- WHAT IS BEING ASKED
Reproduce all of the entries below exactly, without a single change.

- DATA FOR THIS EXERCISE
——————

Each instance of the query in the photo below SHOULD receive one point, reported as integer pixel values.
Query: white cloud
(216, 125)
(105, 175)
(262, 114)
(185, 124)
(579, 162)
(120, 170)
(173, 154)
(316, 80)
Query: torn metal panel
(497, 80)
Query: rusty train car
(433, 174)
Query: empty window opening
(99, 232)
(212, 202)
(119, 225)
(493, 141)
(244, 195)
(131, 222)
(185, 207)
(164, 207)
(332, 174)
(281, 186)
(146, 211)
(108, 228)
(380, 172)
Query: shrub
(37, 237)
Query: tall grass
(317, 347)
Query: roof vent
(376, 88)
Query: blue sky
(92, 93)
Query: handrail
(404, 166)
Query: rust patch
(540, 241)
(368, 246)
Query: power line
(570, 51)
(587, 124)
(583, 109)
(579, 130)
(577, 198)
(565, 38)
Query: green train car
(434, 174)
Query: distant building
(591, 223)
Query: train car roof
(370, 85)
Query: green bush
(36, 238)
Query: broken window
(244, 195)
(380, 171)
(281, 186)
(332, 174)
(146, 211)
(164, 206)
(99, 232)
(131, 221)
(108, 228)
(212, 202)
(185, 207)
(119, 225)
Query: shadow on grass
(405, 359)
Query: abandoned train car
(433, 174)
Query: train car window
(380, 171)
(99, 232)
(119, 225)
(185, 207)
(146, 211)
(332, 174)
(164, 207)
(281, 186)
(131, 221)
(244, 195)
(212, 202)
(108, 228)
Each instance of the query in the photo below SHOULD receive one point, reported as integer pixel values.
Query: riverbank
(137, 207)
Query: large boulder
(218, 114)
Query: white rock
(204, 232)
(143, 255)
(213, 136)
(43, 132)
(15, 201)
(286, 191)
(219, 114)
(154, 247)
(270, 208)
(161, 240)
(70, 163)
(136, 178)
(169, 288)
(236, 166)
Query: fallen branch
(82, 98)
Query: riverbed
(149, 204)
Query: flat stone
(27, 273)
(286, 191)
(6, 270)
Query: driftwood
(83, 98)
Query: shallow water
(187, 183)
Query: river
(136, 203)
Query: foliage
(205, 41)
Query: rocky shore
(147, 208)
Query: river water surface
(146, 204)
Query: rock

——————

- SOLUTION FOR THIS EXERCISE
Each instance of the query in the photo below SHOULD receive one point, reported as integer pixel values.
Query: white cloud
(216, 125)
(105, 175)
(262, 114)
(185, 124)
(579, 162)
(120, 170)
(173, 154)
(316, 80)
Query: torn metal panel
(497, 80)
Query: rusty train car
(433, 174)
Query: empty window opening
(99, 232)
(212, 202)
(119, 225)
(493, 141)
(244, 195)
(131, 222)
(185, 207)
(164, 207)
(332, 174)
(281, 186)
(146, 211)
(108, 228)
(380, 172)
Query: shrub
(37, 237)
Query: tall grass
(317, 347)
Query: roof vent
(376, 88)
Query: blue sky
(92, 93)
Query: handrail
(404, 166)
Query: rust patch
(540, 241)
(368, 246)
Query: power line
(570, 51)
(587, 124)
(583, 109)
(579, 130)
(577, 198)
(565, 38)
Query: green train car
(434, 174)
Query: distant building
(591, 223)
Query: train car roof
(370, 85)
Query: green bush
(36, 238)
Query: broken window
(244, 195)
(380, 171)
(281, 186)
(332, 174)
(146, 211)
(164, 206)
(99, 232)
(131, 221)
(108, 228)
(212, 202)
(185, 207)
(119, 225)
Query: shadow on grass
(405, 359)
Query: abandoned train car
(433, 174)
Query: train car window
(380, 171)
(99, 232)
(119, 225)
(185, 207)
(146, 211)
(332, 174)
(164, 207)
(281, 186)
(131, 221)
(244, 195)
(212, 202)
(108, 228)
Each instance of the query in the photo below SHOULD receive one point, reported as integer pixel values.
Query: riverbank
(137, 207)
Query: large boulder
(218, 114)
Query: white rock
(204, 232)
(143, 255)
(213, 136)
(43, 132)
(15, 201)
(286, 191)
(219, 114)
(154, 247)
(270, 208)
(161, 240)
(70, 163)
(136, 178)
(169, 288)
(236, 166)
Query: fallen branch
(82, 98)
Query: riverbed
(149, 204)
Query: flat stone
(27, 273)
(286, 191)
(6, 270)
Query: driftwood
(83, 98)
Query: shallow water
(187, 183)
Query: river
(136, 203)
Query: foliage
(205, 41)
Query: rocky shore
(147, 208)
Query: river water surface
(146, 204)
Query: rock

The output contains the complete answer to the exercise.